**WHAT THE TASK ASKS**:
From the line containing "of the blue" through the last line of the records, print every line exactly and nothing more.

**DATA FOR THIS EXERCISE**:
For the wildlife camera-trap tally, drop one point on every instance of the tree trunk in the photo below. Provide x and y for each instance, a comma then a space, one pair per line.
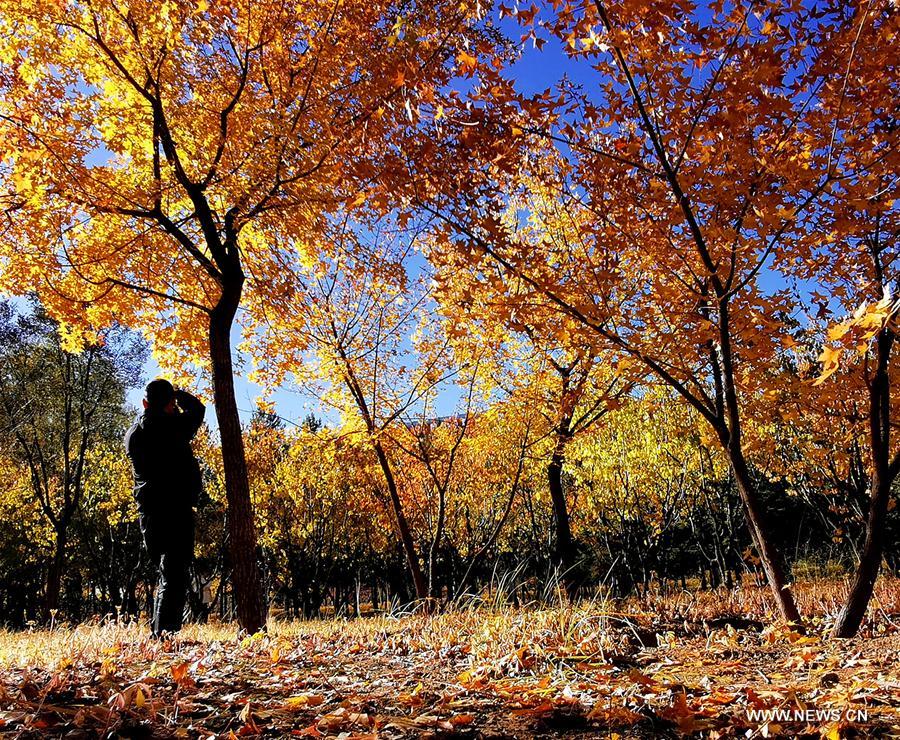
851, 615
248, 596
564, 548
884, 471
54, 574
769, 555
409, 545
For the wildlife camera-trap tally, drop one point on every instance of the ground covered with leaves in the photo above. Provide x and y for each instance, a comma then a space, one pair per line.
665, 666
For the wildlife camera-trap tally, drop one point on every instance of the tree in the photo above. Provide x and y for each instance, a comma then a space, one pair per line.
54, 406
697, 164
166, 163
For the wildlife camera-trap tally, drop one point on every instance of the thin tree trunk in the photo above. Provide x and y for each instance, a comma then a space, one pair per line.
769, 555
409, 545
854, 609
564, 547
884, 471
248, 596
54, 574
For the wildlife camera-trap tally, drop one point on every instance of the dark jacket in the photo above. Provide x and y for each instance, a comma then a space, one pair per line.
166, 474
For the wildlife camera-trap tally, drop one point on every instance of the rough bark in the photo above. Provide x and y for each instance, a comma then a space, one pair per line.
54, 574
564, 547
769, 555
251, 610
409, 545
884, 472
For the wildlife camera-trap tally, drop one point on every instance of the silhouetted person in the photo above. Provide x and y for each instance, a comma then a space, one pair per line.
167, 485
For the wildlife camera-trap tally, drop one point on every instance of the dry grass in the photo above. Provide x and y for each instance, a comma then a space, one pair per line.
663, 665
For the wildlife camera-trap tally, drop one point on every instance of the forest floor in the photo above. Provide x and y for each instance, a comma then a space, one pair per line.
688, 664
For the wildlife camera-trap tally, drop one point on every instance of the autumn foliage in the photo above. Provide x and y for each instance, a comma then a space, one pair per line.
582, 301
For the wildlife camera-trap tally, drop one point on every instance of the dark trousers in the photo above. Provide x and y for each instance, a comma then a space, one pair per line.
169, 538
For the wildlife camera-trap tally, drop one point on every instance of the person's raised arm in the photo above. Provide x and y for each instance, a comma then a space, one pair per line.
192, 409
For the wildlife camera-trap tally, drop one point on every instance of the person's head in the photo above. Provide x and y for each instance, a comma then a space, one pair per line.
160, 396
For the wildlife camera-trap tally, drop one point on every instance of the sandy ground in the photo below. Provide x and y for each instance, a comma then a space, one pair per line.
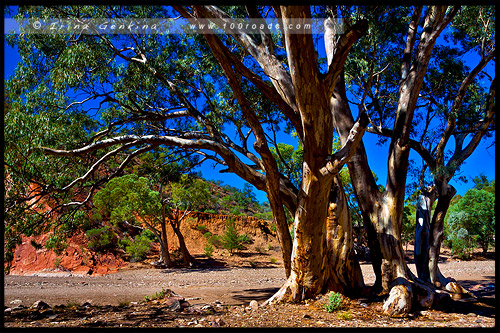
230, 285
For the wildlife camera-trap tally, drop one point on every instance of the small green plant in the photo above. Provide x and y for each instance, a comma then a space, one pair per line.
56, 243
334, 303
101, 239
214, 240
201, 228
139, 247
57, 263
157, 295
209, 250
231, 240
344, 315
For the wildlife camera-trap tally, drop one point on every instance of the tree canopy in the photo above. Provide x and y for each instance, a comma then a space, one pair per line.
90, 104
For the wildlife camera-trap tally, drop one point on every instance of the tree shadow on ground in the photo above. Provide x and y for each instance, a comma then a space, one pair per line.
257, 294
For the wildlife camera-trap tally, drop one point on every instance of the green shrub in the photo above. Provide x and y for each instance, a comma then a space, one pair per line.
344, 315
149, 234
101, 239
209, 250
215, 240
139, 247
201, 228
230, 238
124, 242
245, 239
334, 303
56, 243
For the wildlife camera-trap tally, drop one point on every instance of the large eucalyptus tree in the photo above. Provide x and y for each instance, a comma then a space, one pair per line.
222, 96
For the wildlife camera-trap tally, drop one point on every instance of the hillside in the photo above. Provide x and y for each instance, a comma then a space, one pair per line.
78, 259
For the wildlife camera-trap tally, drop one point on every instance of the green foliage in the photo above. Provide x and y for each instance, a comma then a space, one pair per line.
208, 250
344, 315
231, 239
482, 183
334, 302
471, 221
125, 197
190, 193
140, 247
57, 243
157, 295
101, 239
408, 225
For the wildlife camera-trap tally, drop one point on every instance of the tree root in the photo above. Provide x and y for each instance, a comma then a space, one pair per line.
406, 295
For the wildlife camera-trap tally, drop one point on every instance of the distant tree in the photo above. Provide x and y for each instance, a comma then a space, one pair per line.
186, 195
482, 183
477, 216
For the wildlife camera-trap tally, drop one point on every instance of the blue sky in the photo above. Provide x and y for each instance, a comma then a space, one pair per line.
482, 161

**WORKED SOLUTION**:
For the wildlife camera-trap tally, drop one point on every instance of the blue sky in the photo above. Provide x and y for each instance, a comma then a space, one pair per line.
482, 161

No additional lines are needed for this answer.